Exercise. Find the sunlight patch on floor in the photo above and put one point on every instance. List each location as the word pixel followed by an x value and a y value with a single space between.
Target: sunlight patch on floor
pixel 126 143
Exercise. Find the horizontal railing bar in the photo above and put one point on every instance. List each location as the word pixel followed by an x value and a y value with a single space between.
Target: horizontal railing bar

------------

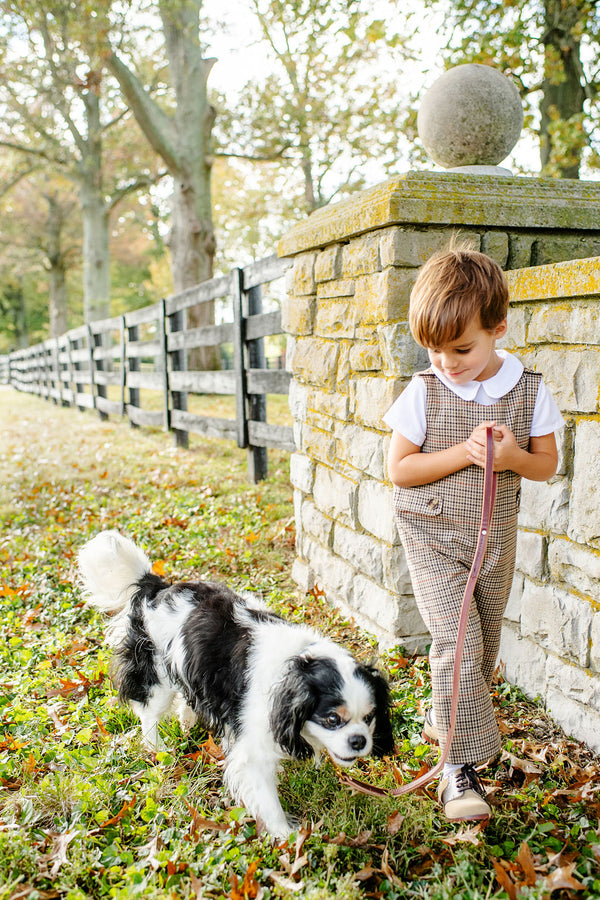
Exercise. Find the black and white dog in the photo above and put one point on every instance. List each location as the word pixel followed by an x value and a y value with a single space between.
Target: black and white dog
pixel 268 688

------------

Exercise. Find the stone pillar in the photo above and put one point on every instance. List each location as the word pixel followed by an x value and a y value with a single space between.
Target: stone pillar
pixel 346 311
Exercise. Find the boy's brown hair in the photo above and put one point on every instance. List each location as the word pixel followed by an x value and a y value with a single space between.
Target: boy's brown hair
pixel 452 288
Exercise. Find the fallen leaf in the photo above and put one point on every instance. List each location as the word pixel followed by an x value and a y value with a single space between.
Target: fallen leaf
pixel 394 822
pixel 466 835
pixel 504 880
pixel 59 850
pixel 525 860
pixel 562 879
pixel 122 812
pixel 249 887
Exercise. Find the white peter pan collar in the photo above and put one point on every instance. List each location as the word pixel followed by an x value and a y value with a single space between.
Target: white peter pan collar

------------

#### TASK REQUIREMENTS:
Convert the entries that begin at the line containing "Exercise. Find the sunlight" and end after the line containing "pixel 126 143" into a JSON list of strings, one string per line, leaving out blank lines.

#### SOLUTION FOR THIS PROBLEM:
[
  "Exercise. Find the sunlight patch on floor in the photo above and put one point on every instance. List each location as the word pixel followed by an x value and a y value with a single space between.",
  "Target: sunlight patch on floor",
  "pixel 126 143"
]